### [What the exercise asks]
Return all lines from the listing below in which "front" appears.
========================
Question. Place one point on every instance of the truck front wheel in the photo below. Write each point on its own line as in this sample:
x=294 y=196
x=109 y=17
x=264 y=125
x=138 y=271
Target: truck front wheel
========================
### [Solved exercise]
Question. Place one point on every instance of the truck front wheel in the photo below. Write each point on its own line as in this sample:
Target: truck front wheel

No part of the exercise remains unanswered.